## INPUT MATERIAL:
▶

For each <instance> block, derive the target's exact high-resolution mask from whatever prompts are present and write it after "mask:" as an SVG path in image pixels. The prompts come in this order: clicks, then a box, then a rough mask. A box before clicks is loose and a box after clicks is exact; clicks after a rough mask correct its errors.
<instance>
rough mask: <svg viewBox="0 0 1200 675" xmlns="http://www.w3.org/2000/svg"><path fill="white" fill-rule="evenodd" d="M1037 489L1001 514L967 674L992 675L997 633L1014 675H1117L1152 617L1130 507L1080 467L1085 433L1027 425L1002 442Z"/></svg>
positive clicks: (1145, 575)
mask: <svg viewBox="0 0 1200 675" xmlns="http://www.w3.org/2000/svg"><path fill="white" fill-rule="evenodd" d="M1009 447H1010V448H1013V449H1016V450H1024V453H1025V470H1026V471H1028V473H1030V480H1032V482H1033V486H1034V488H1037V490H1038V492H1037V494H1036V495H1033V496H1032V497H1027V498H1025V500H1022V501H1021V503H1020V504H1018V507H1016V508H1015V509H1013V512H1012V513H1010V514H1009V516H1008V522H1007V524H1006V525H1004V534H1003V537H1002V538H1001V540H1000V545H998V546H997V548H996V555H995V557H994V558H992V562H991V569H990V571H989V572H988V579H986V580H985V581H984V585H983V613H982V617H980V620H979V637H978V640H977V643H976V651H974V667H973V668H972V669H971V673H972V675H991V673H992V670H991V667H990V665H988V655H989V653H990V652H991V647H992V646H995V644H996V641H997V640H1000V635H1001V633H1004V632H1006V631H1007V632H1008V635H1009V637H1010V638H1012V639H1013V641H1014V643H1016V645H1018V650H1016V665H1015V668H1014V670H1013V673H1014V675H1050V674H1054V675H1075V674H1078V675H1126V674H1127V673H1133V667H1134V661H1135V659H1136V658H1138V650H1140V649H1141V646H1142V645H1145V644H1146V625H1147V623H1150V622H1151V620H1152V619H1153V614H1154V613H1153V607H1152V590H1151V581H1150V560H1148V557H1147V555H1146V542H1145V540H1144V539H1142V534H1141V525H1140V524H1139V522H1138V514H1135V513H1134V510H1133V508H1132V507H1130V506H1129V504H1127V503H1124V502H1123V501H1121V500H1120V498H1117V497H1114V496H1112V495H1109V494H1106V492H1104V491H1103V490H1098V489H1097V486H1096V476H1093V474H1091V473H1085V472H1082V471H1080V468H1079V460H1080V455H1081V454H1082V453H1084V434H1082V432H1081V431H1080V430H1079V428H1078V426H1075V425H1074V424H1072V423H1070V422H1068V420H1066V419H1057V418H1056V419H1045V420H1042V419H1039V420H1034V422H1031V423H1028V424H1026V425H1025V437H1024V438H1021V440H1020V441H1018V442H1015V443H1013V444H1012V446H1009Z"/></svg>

◀

## TASK DIRECTIONS:
Please copy all of the data above line for line, keeping every character unchanged.

## SOLUTION TO THIS PROBLEM:
For each <instance> block, derive the target's exact high-resolution mask from whatever prompts are present and write it after "mask:" as an SVG path in image pixels. The prompts come in this order: clicks, then a box, then a rough mask. A box before clicks is loose and a box after clicks is exact; clicks after a rough mask correct its errors.
<instance>
rough mask: <svg viewBox="0 0 1200 675" xmlns="http://www.w3.org/2000/svg"><path fill="white" fill-rule="evenodd" d="M1037 489L1001 514L967 674L992 675L997 633L1014 675H1117L1152 617L1130 507L1080 467L1085 433L1027 425L1002 442Z"/></svg>
positive clicks: (1145, 575)
mask: <svg viewBox="0 0 1200 675" xmlns="http://www.w3.org/2000/svg"><path fill="white" fill-rule="evenodd" d="M1009 447H1010V448H1013V449H1016V450H1024V453H1025V470H1026V471H1028V473H1030V480H1032V482H1033V486H1034V488H1037V490H1038V492H1037V494H1036V495H1033V496H1032V497H1027V498H1025V500H1022V501H1021V503H1020V504H1018V507H1016V508H1015V509H1013V512H1012V513H1010V514H1009V516H1008V522H1007V524H1006V525H1004V534H1003V537H1002V538H1001V540H1000V545H998V546H997V548H996V555H995V557H994V558H992V562H991V569H990V571H989V572H988V579H986V580H985V581H984V585H983V613H982V617H980V620H979V637H978V640H977V643H976V651H974V667H973V668H972V669H971V673H972V675H991V673H992V670H991V667H990V665H988V655H989V653H990V652H991V647H992V646H995V644H996V641H997V640H1000V635H1001V633H1004V632H1006V631H1007V632H1008V635H1009V637H1010V638H1012V639H1013V641H1014V643H1016V645H1018V650H1016V665H1015V668H1014V670H1013V673H1014V675H1050V674H1054V675H1075V674H1078V675H1126V674H1127V673H1133V667H1134V661H1135V659H1136V658H1138V650H1140V649H1141V646H1142V645H1145V644H1146V625H1147V623H1150V622H1151V620H1152V619H1153V614H1154V613H1153V607H1152V590H1151V581H1150V560H1148V557H1147V555H1146V542H1145V540H1144V539H1142V534H1141V525H1140V524H1139V522H1138V514H1135V513H1134V510H1133V508H1132V507H1130V506H1129V504H1127V503H1124V502H1123V501H1121V500H1120V498H1117V497H1114V496H1112V495H1109V494H1106V492H1104V491H1103V490H1098V489H1097V486H1096V476H1093V474H1091V473H1085V472H1082V471H1080V468H1079V460H1080V455H1081V454H1082V453H1084V434H1082V432H1081V431H1080V430H1079V428H1078V426H1075V425H1074V424H1072V423H1070V422H1068V420H1066V419H1057V418H1056V419H1045V420H1042V419H1039V420H1034V422H1031V423H1028V424H1026V425H1025V437H1024V438H1021V440H1020V441H1018V442H1015V443H1013V444H1012V446H1009Z"/></svg>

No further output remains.